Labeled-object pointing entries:
____________

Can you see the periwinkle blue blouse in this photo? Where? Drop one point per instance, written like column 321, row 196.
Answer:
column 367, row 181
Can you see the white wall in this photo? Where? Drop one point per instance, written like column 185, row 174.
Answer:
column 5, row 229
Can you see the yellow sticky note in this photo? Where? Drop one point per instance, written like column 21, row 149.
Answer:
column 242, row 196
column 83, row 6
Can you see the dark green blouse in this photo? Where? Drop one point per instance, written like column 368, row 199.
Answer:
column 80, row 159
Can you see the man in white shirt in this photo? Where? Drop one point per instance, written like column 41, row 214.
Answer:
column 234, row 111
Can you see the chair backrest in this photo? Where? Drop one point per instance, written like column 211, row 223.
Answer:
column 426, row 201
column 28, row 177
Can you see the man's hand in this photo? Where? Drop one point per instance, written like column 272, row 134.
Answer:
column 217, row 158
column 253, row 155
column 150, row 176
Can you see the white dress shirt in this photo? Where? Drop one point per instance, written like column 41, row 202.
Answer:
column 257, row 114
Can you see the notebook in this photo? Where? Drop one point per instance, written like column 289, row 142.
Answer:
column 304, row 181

____________

■ **INSTRUCTIONS FOR THE TASK**: Render every one of the rows above as a two-column CSV with the headers text and answer, giving each row one line. Put its text and its answer in one quoted field apiece, with any line breaks replaced by spaces.

■ **PROBLEM SOLUTION**:
text,answer
"Can you see the periwinkle blue blouse in this photo? Where? Drop one point per instance, written like column 321, row 196. Answer:","column 367, row 181"
"Can you see the white wall in this photo? Where? Drop one point per instance, written like column 185, row 174. Answer:","column 5, row 229"
"Can you see the yellow sticky note in this photo? Where? Drop one point per instance, written like column 21, row 149. Answer:","column 242, row 196 column 83, row 6"
"Can you see the dark green blouse in this photo? Where? Drop one point per instance, written like column 368, row 199. Answer:","column 80, row 159"
"Can you see the man in white shirt in this photo? Where? Drop one point per instance, written like column 41, row 214. Answer:","column 234, row 111"
"Can you see the chair backrest in this photo? Where? Drop one point per instance, written like column 211, row 223. Answer:","column 426, row 201 column 28, row 177"
"Can you see the man's hand in this photo? Where? Drop one point per instance, written like column 272, row 134. Answer:","column 217, row 158 column 253, row 155 column 150, row 176"
"Can you see the white dress shirt in this photo? Where? Drop one point per instance, written like column 41, row 202. Answer:","column 257, row 114"
"Can you see the notebook in this photo? Where? Drop one point per instance, written like column 289, row 142. Answer:","column 304, row 181"